### Text segment
=== Section Start ===

Kameel Premhid, Moshikaro’s friend who was with him on the night in question, recounted the events in an affidavit he sent to the nightclub, complaining about his friend’s treatment by bar staff, stating, “I attempted to buy drinks for my friend Khomotso Moshikaro and myself. Upon receiving my drinks order, [the staff member serving me] proceeded to inform me that I was able to order drinks [for myself] but no longer able to order drinks for my friend. The justification offered by said staff member… was that my friend was ‘too drunk’ and did not need any more alcohol. After said bar staff member made such pronouncement as to the state of sobriety of my friend, she proceeded to serve me subsequent rounds of drinks with little or no regard to my state of being.

“At no [other] point was any concern raised directly and/ or indirectly about the state of sobriety of myself or my friend. In fact, no issue was made as to our continued presence at Plush other than when the bar was approached. In the absence of any concern being raised, I would like to know upon what basis – if any – any judgment was made with respect to the sobriety of my friend.”

=== Section End ===

Source records
=== Section Start ===

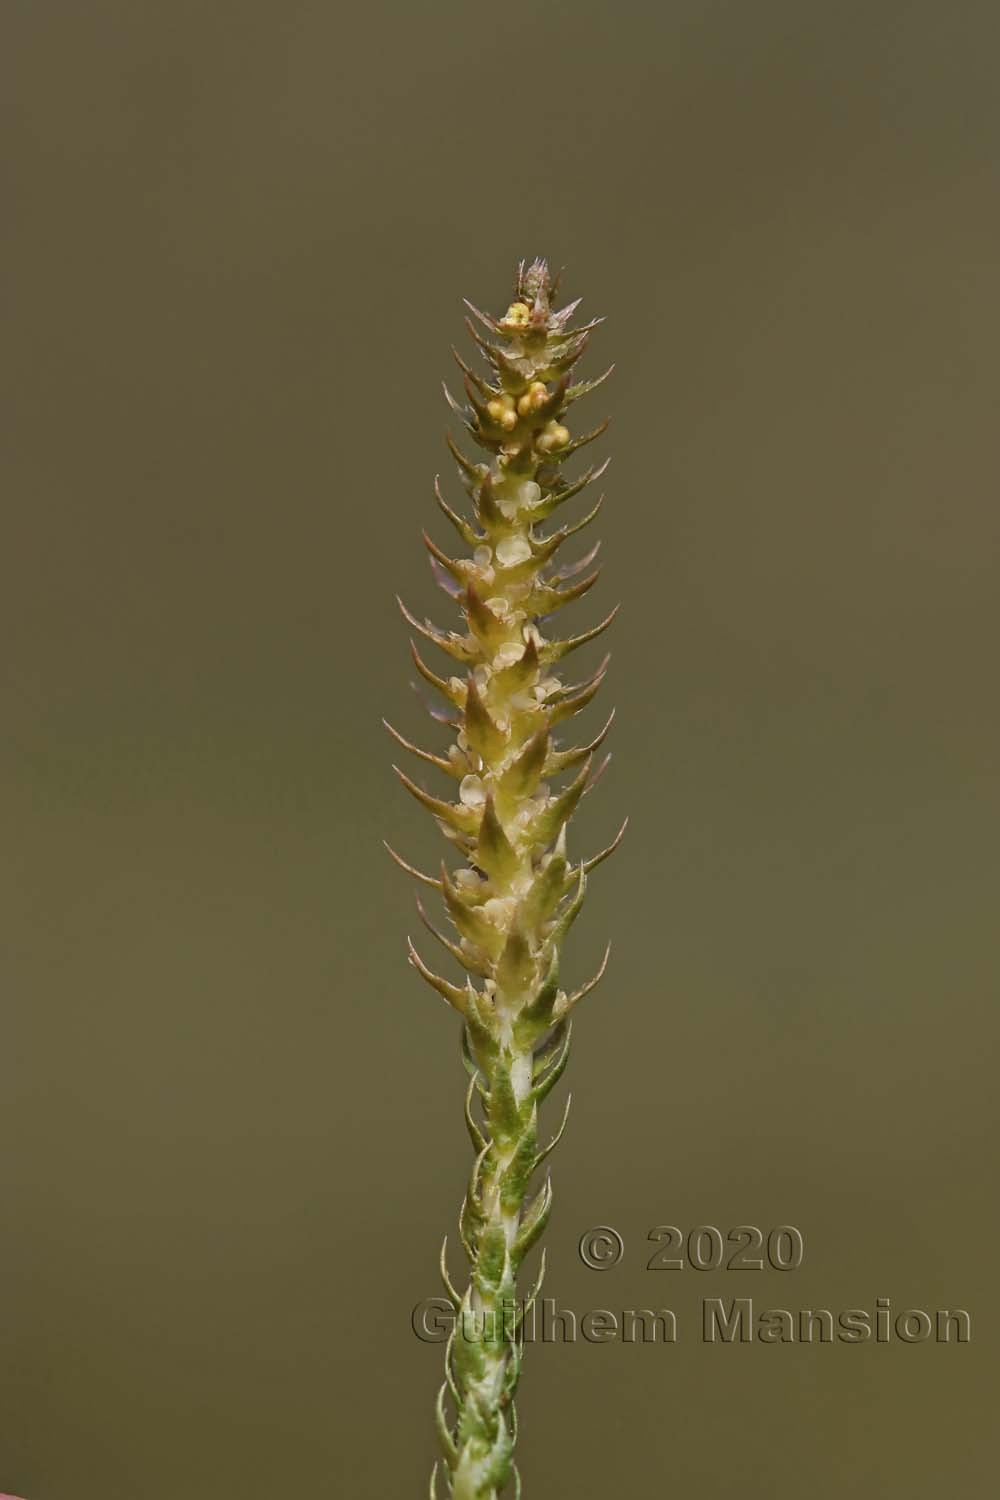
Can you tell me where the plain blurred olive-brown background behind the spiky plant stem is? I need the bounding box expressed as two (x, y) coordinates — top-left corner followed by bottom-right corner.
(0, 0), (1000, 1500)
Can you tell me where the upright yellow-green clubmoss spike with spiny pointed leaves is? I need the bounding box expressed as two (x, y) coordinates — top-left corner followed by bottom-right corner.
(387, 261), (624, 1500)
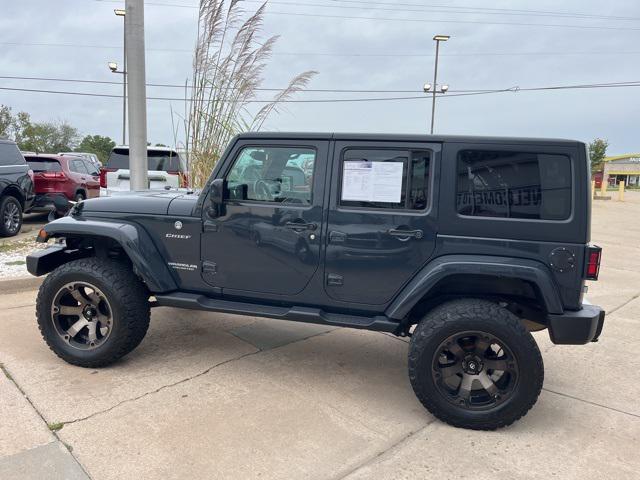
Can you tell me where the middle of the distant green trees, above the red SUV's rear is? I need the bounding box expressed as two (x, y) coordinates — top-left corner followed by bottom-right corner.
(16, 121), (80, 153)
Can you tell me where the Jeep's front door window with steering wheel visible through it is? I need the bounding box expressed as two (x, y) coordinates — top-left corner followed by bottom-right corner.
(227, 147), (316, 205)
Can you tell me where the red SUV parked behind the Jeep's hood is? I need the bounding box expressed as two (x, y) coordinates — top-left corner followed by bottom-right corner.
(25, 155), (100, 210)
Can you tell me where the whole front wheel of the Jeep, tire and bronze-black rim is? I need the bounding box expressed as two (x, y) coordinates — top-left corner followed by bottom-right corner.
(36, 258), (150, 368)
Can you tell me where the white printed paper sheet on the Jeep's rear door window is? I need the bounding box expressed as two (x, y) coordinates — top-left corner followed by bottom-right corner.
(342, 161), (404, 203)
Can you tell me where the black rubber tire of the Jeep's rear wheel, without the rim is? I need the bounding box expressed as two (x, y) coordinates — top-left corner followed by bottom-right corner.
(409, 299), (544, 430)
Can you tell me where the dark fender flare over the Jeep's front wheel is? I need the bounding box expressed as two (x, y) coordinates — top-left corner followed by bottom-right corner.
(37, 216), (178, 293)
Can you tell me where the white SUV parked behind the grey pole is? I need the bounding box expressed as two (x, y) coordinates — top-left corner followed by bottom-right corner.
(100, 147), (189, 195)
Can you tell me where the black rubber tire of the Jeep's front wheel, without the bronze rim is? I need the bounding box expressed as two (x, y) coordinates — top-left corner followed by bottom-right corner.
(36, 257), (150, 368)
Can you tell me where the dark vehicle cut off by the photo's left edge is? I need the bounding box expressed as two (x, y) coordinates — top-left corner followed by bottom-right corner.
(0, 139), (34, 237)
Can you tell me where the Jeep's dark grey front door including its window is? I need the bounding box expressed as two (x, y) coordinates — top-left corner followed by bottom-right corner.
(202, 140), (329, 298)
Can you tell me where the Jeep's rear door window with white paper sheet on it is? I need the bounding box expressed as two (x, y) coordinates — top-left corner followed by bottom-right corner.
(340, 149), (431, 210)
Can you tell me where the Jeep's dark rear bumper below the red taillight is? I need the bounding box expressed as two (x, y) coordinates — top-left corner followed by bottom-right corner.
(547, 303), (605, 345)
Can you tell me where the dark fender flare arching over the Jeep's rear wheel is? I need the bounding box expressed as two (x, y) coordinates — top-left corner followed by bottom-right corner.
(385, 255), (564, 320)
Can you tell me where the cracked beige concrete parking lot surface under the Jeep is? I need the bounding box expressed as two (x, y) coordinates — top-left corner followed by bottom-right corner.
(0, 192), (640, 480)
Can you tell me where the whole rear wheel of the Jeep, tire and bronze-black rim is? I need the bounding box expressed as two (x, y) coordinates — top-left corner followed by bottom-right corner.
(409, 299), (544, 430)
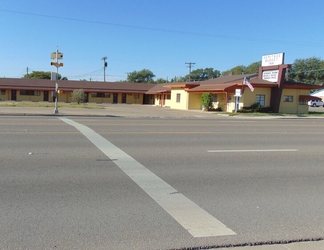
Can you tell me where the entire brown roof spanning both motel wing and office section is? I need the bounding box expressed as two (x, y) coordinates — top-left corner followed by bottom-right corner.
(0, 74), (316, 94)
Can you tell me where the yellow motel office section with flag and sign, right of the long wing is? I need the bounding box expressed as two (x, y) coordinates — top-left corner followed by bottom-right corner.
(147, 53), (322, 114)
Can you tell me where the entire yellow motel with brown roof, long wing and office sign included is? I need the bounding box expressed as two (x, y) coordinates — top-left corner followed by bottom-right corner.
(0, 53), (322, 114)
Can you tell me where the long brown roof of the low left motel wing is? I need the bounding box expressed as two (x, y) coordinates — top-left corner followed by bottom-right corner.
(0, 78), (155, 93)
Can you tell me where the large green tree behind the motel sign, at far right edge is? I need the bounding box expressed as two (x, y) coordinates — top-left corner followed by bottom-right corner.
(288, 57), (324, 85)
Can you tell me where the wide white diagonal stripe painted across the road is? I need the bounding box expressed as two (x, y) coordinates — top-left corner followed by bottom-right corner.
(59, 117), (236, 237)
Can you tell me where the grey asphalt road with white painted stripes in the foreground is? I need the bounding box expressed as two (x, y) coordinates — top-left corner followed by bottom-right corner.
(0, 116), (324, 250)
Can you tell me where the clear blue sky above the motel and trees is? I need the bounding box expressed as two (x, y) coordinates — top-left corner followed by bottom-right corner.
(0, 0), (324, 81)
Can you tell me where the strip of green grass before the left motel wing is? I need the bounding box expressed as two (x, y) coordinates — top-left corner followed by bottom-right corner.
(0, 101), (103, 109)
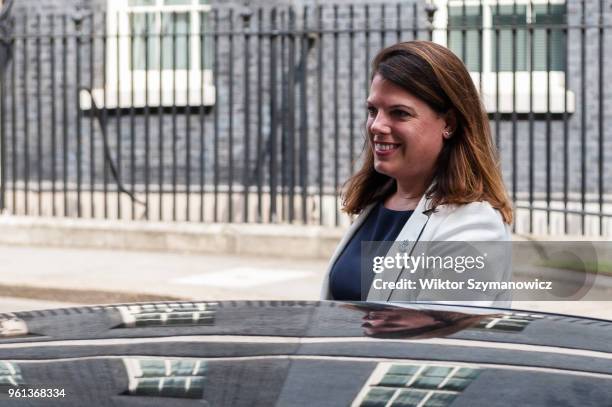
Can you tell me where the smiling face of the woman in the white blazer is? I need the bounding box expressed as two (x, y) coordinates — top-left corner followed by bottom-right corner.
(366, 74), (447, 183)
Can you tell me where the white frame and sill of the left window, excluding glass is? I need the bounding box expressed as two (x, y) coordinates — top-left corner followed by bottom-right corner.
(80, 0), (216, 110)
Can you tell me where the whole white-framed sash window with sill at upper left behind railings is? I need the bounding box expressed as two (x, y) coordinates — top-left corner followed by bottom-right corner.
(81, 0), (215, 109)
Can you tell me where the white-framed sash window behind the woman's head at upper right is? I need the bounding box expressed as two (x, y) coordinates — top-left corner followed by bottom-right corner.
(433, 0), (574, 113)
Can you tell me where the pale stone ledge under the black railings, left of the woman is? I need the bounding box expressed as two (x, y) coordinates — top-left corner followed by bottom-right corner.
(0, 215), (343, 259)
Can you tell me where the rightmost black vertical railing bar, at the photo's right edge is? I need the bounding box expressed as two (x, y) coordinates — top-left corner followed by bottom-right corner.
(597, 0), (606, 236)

=== Section End ===

### Task statement
Answer the following questions using the text on the nightclub affidavit.
1. To whom did Kameel Premhid send his affidavit?
2. What justification did the staff member give for refusing to serve drinks to Premhid's friend?
3. According to the affidavit, at what point was an issue made about their continued presence at Plush?

### Answer space
1. He sent it to the nightclub.
2. The staff member said his friend was "too drunk" and did not need any more alcohol.
3. Only when the bar was approached.